--- WHAT IS NEEDED ---
Reproduce every line of the material below verbatim, omitting the pictures.

** start of STORED RECORDS **

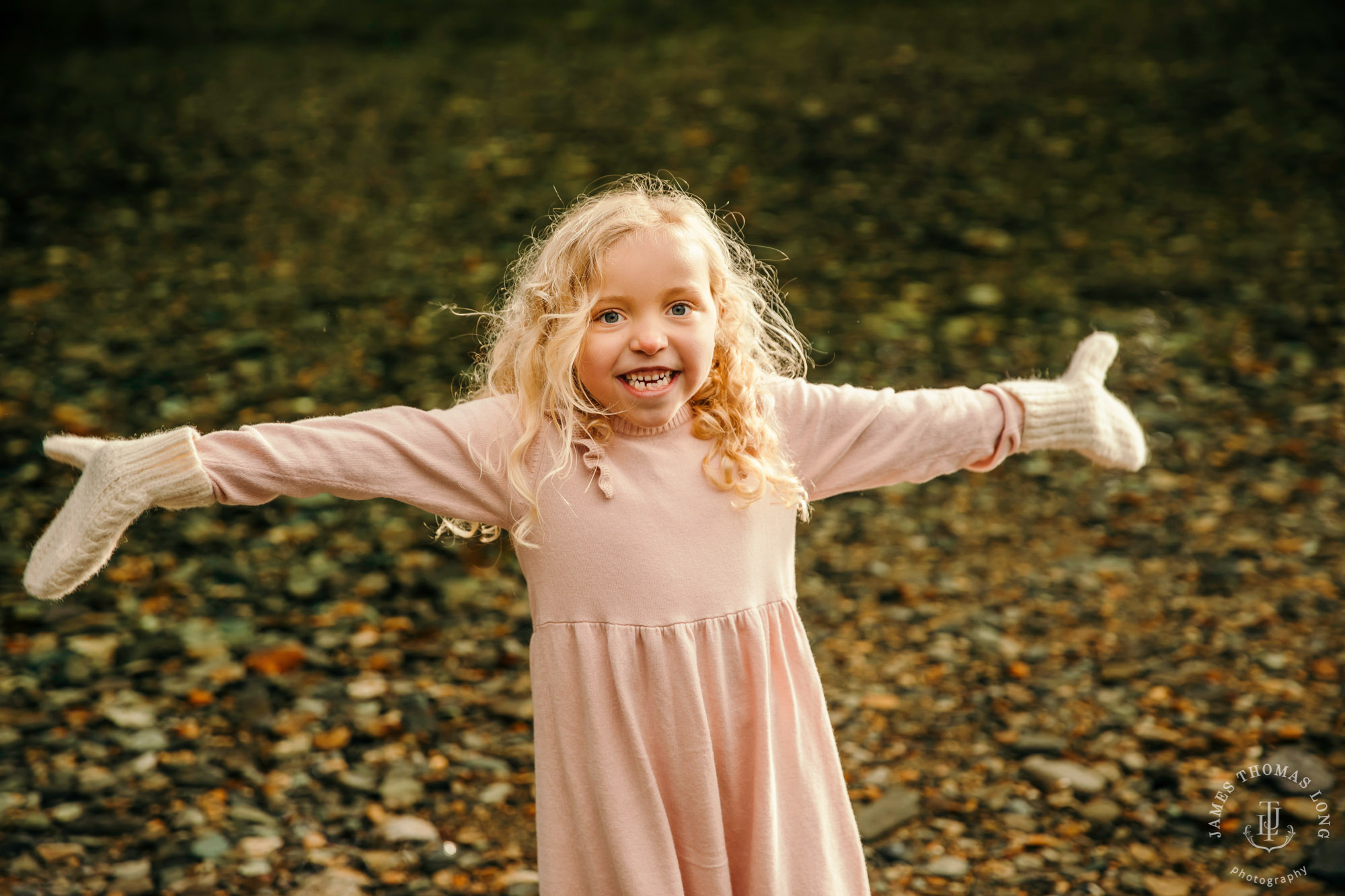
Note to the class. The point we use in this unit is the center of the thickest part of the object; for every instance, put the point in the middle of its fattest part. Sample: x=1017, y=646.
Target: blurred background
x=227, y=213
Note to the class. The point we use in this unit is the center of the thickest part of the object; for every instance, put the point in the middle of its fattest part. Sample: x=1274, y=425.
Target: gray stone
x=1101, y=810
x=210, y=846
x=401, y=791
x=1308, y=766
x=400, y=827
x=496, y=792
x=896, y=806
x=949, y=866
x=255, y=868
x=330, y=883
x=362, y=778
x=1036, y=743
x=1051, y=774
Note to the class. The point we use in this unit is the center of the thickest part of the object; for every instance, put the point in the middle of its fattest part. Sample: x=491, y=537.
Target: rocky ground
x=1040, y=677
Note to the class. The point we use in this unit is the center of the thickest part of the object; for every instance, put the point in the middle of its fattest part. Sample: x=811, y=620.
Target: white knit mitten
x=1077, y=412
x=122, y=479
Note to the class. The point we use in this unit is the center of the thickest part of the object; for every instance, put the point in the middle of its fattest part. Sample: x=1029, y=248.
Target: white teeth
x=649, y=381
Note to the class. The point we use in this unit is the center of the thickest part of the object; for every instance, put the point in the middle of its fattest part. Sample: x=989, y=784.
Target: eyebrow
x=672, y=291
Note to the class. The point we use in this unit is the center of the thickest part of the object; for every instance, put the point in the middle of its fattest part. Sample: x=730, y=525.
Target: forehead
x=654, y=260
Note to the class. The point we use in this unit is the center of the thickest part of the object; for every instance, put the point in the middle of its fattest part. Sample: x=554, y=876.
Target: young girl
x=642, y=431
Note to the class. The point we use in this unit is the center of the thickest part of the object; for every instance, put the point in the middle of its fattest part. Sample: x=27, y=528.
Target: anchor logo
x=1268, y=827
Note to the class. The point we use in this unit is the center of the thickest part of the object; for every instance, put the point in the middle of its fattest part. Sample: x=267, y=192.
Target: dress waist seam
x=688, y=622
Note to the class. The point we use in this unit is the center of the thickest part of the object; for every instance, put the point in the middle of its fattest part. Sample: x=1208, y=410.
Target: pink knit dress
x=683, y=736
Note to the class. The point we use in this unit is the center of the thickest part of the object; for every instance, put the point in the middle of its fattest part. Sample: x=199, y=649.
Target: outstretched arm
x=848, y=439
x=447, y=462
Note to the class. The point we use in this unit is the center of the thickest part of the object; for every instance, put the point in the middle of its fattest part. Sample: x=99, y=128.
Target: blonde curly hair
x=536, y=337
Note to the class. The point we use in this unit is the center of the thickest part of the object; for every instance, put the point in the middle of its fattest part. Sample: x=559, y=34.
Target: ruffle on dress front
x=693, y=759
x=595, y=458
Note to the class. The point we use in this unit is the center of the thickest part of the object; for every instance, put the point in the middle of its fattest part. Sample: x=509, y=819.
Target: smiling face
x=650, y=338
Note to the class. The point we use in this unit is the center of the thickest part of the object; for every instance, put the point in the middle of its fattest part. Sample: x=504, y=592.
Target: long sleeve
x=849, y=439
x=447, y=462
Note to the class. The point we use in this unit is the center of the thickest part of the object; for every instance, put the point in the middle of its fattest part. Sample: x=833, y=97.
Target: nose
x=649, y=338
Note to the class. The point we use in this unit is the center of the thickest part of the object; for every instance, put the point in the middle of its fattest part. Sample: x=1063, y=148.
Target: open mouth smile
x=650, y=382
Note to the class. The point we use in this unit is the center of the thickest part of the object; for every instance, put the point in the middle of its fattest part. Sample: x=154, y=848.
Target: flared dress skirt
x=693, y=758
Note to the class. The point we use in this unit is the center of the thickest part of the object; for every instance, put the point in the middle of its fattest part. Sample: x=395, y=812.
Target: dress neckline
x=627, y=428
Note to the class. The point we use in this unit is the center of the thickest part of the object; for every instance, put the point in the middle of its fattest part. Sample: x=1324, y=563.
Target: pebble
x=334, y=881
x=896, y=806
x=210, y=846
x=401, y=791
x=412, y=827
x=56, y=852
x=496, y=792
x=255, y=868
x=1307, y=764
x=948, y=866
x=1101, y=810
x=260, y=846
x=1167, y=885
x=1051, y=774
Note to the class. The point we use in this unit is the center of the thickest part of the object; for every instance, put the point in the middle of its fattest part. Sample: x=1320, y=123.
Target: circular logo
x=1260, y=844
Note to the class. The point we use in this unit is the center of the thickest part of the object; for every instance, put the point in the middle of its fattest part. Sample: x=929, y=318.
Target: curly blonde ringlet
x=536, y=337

** end of STORED RECORDS **

--- EXPECTED ANSWER ---
Note to the class. The point we use in this unit is the center of the thickest part of the object; for every instance, put the point in the middle of its fattest part. Sample: x=1017, y=646.
Target: blurred background
x=227, y=213
Note to the class. The point we use in this unit is the center of the thickest part of the object; for every instance, put the point in the middle of its fattest part. Sample: x=1274, y=425.
Target: gray stone
x=1101, y=810
x=210, y=846
x=401, y=791
x=1308, y=766
x=400, y=827
x=496, y=792
x=896, y=806
x=949, y=866
x=255, y=868
x=330, y=883
x=362, y=778
x=1036, y=743
x=1051, y=774
Note to the class. The point we use in this unit is the center of the thickest part of the object; for every instance, put the point in the middle of its fattest part. Sample: x=491, y=537.
Target: rocky ground
x=1040, y=677
Note to the class. The point we use in this unit is the center of the thickest part of the object; for every instance, put the point in the middle of its fattest part. Sample: x=811, y=620.
Target: white knit mitten
x=1077, y=412
x=122, y=479
Note to the class. The point we use in this unit is the center of the thickest part of the object; for every instance, put the point in the middle of its fattest part. Sample: x=1029, y=248.
Target: white teeth
x=649, y=381
Note to the class. The point we use in this unit is the center of the thickest part of the object; for every instance, put the point in the middle of its fattest part. Sample: x=989, y=784.
Target: eyebrow
x=672, y=291
Note to the class. The point we use in this unit is the center of the thickest part of the object; for every instance, put the point in the middle of its fattest part. Sample: x=730, y=525.
Target: forehead
x=654, y=260
Note to the class. The point we use in this unit is the center of the thickest part of the object; for every instance, put the point in the middle of its fattest part. Sample: x=554, y=876.
Target: young girl
x=642, y=431
Note to the class. The point we use in this unit is the center of the thickest part of the object; for every instance, put the point in the middle of its fattest part. Sample: x=27, y=528.
Target: anchor logo
x=1268, y=827
Note to the class. The point we use in this unit is the center of the thickest part of the object; for every instance, put the point in the middle of its fattest part. Sample: x=267, y=192.
Target: dress waist seam
x=688, y=622
Note to the class. The point we use in this unit is the center of the thickest part of the object; for every instance, put the point in the middle of its fattest part. Sample: x=1208, y=410.
Target: pink knit dress
x=683, y=736
Note to the class. The point we use in this unit is the center of the thickest part of the object; for every instance, put the point in the middle of its fattest part. Sample: x=199, y=649.
Target: outstretched arm
x=848, y=439
x=447, y=462
Note to the class. The point we use in this unit is the center of the thickest part of the object; for every instance, put the point in the middle of its fattest part. Sample: x=99, y=128.
Target: blonde curly hair
x=536, y=337
Note to the class. The point we use in this unit is the center of the thickest part of the object; for every instance, put the point in the middle of its fattest part. Sample: x=559, y=34.
Target: ruffle on dress front
x=693, y=759
x=595, y=458
Note to the class. The point we use in this unit is the center of the thickest part of the object; for every instance, put the point in the middle of its fattest part. Sample: x=509, y=819.
Target: smiling face
x=650, y=338
Note to the class. The point we use in this unit is the center of the thickest part of the object; for every instance, put the point in the middle of its fattest part. Sample: x=504, y=592.
Target: long sleeve
x=849, y=439
x=447, y=462
Note to the class. The point we use in this unit is the center of the thickest part of the object; for every instance, put the point in the middle of its fattest part. Sample: x=833, y=97.
Target: nose
x=649, y=338
Note to the class. The point we use in this unit is the center of the thickest part of the object; for every instance, put the point in the middle of its fattest part. Sample: x=1063, y=148.
Target: open mouth smile
x=650, y=382
Note to the class. The point we use in this unit is the center of the thickest part of the object; for every instance, put the point in the middle of its fattest part. Sample: x=154, y=848.
Target: flared dress skirt
x=693, y=758
Note to the class. The point we use in this unit is the center of the thickest part of the object; for every instance, put the point in the middle of its fattest part. Sample: x=395, y=812.
Target: dress neckline
x=627, y=428
Note to the class. The point we use in this unit is the center of the thickest part of the object; for every instance, put the point in the middle of its fattest part. Sample: x=1324, y=563.
Target: pebble
x=334, y=881
x=896, y=806
x=210, y=846
x=401, y=791
x=412, y=827
x=56, y=852
x=496, y=792
x=255, y=868
x=1307, y=764
x=948, y=866
x=1101, y=810
x=260, y=846
x=1167, y=885
x=1051, y=774
Note to the class. The point we use in this unit is the center of the thickest part of the object; for every instance, put the point in the middle of its fattest part. Sample: x=1320, y=123.
Target: circular logo
x=1260, y=844
Note to the class. The point we use in this unit is the center of the thickest part of the object; for every instance, put the point in the middle of its fattest part. Sample: x=929, y=318.
Target: curly blonde ringlet
x=536, y=337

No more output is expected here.